**Work instructions**
A. In the article on U.S. milk production, roughly how many pounds of milk did the United States produce in 2010?
B. Transcribe the passage of the article on U.S. milk production below, from "Terry D. Etherton" to "results are revealing.".

**Text provided**
☆ ☆ ☆ ☆ ☆

Terry D. Etherton
Did you ever wonder where your milk comes from? And, no, I am not referring to cows. My question pertains to the geographic regions of the United States that contribute most to milk production.
As you will see, the results are revealing.
Based on information released by the Market Administrator for the Central Federal Order No. 32, 59 counties accounted for 50% of the U.S. milk production (see Figure 1).
When you look at the map, it is evident that milk production is concentrated in a few geographic regions of the United States. The 11 counties (in red) that account for 25% of all milk produced in the United States are perhaps a more telling illustration of this. To put the 25% of milk in context, total milk production in the United States in 2010 was about 193 billion pounds!
You might ask: what does this mean?
One, a lot of milk/dairy products gets transported significant distances to get to consumers. Advances in technology have enabled this. Two, the greatest concentration of milk production is in California. And, three, the concentration of dairy production has important biosecurity implications. For example, if a dairy disease outbreak occurs in relatively few regions in the country, this would have a huge impact on milk production and availability to consumers throughout the country.
I have thought a lot about a “targeted strike” on the U.S. food system. One example of a targeted strike is the intentional release of an animal pathogen (such as the virus that causes food and mouth disease) with the intended consequence of causing economic and social upheaval. With respect to the dairy industry, the concentration of a lot of cows in few counties in the United States would greatly facilitate causing a “big time” problem. This concentration of food production is not unique to the dairy industry…it is common for other animal and plant commodities, as well.
If you wondering what the impact of an “intended” animal disease outbreak might be in the United States, consider the consequences of the foot and mouth disease outbreak in the United Kingdom in 2001…it had an economic impact of about $10 billion (see: Impact of Bioterrorism on Agriculture in the U.S.). If this occurred in the United States, the economic impact likely would be far greater! And, how the public would respond is likely to be closer to chaos than calmness.

☆ ☆ ☆ ☆ ☆

**Extracted entries**
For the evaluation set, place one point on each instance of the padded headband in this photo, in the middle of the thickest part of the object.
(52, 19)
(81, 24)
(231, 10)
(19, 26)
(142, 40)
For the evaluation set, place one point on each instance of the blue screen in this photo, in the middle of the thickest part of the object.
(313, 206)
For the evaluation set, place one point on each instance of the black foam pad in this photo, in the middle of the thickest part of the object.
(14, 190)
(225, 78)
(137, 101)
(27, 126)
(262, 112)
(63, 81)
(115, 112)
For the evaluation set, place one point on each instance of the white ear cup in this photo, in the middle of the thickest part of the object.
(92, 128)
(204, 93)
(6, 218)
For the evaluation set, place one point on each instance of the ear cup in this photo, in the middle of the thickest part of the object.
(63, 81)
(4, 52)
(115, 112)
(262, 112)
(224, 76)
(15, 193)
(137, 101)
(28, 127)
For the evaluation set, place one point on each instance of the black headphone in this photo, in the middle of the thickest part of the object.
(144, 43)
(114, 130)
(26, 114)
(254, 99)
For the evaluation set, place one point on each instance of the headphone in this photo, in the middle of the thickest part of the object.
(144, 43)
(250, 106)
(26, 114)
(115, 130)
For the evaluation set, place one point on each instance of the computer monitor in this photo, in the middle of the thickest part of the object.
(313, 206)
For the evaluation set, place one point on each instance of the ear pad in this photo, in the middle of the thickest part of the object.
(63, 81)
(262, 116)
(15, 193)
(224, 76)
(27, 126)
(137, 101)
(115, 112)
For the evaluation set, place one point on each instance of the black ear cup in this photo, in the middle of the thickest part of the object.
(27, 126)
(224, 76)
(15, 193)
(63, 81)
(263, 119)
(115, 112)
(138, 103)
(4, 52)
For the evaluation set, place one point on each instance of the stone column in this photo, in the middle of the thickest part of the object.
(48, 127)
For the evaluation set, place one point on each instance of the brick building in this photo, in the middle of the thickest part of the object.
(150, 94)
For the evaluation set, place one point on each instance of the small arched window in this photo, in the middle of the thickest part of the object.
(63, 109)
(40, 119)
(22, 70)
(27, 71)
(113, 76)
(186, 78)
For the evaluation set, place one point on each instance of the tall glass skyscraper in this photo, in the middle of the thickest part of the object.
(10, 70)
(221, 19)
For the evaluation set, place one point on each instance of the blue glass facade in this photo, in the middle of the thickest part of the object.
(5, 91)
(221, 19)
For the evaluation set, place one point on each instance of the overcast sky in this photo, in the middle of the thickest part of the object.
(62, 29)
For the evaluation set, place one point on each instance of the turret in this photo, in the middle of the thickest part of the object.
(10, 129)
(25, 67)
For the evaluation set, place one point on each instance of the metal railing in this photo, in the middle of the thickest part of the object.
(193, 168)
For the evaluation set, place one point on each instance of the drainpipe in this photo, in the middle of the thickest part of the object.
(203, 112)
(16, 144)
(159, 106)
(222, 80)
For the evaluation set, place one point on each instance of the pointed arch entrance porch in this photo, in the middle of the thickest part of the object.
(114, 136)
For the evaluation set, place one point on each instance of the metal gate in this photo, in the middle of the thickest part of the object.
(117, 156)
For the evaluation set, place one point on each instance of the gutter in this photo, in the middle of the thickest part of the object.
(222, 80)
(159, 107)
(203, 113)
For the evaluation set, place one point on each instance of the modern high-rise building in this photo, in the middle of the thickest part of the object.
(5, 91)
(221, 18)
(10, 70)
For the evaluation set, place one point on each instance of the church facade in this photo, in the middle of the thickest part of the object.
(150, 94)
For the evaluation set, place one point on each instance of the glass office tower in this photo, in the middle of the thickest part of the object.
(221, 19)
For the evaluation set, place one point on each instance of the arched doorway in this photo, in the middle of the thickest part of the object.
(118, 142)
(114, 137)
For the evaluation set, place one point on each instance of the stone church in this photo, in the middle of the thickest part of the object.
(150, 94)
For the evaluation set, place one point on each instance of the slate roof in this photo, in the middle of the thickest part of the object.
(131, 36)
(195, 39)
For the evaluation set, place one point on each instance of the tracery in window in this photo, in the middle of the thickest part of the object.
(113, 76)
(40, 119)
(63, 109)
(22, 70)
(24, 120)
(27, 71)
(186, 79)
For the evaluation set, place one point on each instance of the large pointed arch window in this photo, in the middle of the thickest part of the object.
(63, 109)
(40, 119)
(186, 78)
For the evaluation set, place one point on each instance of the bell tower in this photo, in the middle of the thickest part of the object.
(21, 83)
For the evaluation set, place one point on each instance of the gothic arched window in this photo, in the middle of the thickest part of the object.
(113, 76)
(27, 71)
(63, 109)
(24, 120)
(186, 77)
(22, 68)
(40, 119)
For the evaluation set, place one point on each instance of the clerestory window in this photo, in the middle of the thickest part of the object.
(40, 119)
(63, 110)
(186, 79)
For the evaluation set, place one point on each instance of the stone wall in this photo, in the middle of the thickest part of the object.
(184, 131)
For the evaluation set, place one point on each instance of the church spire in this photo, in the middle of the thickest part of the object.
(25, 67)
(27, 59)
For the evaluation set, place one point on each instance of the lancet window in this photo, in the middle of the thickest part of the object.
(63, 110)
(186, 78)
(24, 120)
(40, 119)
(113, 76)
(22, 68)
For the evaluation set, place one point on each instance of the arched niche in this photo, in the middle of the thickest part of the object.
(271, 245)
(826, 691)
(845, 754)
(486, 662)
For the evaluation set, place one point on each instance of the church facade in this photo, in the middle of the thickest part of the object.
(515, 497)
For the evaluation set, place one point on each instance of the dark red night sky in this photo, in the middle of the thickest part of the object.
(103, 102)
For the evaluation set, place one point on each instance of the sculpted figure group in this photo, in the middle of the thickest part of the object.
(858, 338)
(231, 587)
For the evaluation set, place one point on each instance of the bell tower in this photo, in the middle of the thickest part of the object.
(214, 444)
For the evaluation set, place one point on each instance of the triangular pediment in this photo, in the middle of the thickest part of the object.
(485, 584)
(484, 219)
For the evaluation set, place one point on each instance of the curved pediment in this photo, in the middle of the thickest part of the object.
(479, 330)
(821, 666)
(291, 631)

☆ ☆ ☆ ☆ ☆

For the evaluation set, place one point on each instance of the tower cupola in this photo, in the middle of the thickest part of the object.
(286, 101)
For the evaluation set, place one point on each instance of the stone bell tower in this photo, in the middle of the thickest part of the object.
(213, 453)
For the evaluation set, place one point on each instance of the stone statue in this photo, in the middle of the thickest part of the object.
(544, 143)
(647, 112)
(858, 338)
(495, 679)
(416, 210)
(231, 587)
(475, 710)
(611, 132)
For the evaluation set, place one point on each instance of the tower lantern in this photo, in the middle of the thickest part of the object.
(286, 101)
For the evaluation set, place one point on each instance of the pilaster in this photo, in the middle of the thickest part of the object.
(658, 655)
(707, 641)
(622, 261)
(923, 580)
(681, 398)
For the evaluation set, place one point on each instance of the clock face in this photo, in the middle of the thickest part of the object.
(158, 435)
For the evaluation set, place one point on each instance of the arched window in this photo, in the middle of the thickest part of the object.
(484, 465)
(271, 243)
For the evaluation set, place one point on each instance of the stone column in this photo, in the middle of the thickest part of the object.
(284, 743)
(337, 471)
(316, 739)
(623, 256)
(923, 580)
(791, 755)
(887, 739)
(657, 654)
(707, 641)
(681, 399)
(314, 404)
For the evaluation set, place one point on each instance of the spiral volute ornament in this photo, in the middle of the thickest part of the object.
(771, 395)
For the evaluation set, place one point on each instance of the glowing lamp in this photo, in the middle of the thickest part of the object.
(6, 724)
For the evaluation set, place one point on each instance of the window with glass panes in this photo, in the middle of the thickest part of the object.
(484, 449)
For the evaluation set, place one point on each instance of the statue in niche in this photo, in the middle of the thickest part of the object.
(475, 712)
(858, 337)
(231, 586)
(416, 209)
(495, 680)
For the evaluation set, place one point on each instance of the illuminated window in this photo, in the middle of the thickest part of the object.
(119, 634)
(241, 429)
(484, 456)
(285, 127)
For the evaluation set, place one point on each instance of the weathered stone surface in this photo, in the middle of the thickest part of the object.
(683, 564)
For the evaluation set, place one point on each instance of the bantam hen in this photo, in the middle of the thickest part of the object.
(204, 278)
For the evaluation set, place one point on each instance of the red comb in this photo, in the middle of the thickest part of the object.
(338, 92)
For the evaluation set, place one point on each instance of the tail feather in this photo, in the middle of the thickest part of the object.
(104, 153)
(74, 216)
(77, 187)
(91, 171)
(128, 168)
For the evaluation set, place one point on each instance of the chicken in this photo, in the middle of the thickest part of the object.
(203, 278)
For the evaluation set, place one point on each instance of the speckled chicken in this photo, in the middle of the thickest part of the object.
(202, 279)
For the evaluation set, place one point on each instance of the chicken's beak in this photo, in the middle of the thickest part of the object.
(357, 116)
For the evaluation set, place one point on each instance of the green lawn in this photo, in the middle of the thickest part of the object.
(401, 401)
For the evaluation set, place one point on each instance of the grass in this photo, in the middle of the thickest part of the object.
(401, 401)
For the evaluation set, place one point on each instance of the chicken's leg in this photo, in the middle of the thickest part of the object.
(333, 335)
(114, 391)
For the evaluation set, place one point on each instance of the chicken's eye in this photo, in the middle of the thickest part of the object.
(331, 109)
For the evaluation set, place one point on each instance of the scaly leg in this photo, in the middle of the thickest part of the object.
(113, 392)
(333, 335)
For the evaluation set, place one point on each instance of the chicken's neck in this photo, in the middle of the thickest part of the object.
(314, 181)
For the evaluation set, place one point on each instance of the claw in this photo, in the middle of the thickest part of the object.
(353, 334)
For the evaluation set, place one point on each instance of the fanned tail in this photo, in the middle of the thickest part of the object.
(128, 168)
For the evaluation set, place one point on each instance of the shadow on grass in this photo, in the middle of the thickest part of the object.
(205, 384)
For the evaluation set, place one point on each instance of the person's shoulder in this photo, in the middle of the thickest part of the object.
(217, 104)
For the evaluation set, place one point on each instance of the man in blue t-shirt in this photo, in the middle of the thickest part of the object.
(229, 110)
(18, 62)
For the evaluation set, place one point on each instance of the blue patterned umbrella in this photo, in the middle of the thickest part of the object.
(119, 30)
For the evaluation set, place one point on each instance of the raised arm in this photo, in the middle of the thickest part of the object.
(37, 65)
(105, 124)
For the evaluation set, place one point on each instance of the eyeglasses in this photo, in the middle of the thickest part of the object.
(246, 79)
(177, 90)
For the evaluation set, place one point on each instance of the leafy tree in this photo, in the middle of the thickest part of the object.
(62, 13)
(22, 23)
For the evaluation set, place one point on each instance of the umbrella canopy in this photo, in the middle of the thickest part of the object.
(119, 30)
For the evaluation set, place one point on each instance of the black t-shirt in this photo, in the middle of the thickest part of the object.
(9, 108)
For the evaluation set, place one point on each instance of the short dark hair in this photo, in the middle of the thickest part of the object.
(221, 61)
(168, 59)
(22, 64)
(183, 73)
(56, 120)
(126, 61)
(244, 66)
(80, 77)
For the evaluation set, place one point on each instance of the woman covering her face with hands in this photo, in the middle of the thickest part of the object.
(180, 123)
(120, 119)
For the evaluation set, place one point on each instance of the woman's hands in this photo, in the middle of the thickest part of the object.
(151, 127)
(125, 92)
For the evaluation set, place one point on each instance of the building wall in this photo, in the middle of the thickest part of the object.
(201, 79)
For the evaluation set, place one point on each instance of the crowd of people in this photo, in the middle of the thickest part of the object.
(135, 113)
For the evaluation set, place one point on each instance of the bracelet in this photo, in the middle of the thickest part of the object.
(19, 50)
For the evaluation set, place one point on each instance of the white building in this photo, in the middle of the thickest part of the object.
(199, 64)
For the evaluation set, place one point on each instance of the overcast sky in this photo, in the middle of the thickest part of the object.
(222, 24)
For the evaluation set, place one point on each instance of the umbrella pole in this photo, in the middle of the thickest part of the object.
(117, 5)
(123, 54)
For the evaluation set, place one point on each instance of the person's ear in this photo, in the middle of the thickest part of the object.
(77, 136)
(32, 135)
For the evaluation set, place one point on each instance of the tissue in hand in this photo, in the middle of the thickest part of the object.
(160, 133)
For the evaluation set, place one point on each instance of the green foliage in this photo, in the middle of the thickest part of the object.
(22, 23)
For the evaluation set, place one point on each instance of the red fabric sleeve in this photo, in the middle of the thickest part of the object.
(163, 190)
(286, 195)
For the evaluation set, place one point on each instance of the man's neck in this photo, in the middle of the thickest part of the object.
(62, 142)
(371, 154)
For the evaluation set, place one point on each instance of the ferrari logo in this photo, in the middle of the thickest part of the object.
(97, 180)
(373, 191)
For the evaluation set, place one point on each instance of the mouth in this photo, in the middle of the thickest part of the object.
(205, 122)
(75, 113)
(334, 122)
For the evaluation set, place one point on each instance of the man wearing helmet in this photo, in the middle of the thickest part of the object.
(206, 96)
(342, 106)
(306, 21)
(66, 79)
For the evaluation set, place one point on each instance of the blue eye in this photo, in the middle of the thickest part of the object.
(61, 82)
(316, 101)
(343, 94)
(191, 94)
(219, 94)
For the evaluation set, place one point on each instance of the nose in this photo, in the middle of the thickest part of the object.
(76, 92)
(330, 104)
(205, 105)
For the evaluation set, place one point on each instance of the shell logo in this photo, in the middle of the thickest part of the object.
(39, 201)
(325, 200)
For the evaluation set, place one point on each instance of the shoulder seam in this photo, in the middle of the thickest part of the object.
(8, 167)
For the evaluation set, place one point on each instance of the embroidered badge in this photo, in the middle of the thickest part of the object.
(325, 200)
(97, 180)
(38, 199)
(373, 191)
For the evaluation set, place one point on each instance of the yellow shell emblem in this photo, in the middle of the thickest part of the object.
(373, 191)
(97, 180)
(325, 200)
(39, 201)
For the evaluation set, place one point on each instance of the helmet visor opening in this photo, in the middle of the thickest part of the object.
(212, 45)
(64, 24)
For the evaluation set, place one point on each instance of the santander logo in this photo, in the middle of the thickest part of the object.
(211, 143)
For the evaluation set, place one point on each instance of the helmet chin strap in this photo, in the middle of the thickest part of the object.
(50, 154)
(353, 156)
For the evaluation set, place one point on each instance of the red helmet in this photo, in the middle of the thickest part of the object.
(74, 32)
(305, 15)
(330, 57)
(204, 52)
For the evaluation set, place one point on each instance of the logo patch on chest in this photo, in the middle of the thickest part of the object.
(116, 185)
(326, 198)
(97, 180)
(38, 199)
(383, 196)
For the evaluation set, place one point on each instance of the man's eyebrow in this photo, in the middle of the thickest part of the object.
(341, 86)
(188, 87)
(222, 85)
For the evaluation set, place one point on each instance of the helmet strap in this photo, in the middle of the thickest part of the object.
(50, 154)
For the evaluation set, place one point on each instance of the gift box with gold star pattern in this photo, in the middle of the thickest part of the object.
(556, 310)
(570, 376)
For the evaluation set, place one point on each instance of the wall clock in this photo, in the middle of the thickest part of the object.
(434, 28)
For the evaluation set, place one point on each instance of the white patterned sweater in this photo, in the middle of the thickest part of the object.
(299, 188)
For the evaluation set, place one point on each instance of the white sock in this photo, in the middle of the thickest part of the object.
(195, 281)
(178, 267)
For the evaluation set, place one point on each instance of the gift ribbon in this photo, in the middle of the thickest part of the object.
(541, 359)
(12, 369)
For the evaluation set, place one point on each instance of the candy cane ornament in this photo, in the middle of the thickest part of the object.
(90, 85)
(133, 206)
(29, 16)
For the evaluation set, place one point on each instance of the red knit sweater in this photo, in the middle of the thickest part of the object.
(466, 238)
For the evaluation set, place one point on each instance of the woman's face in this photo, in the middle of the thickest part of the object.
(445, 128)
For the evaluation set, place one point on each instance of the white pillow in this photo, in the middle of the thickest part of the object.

☆ ☆ ☆ ☆ ☆

**Written responses**
A. About 193 billion pounds.

B.
Terry D. Etherton
Did you ever wonder where your milk comes from? And, no, I am not referring to cows. My question pertains to the geographic regions of the United States that contribute most to milk production.
As you will see, the results are revealing.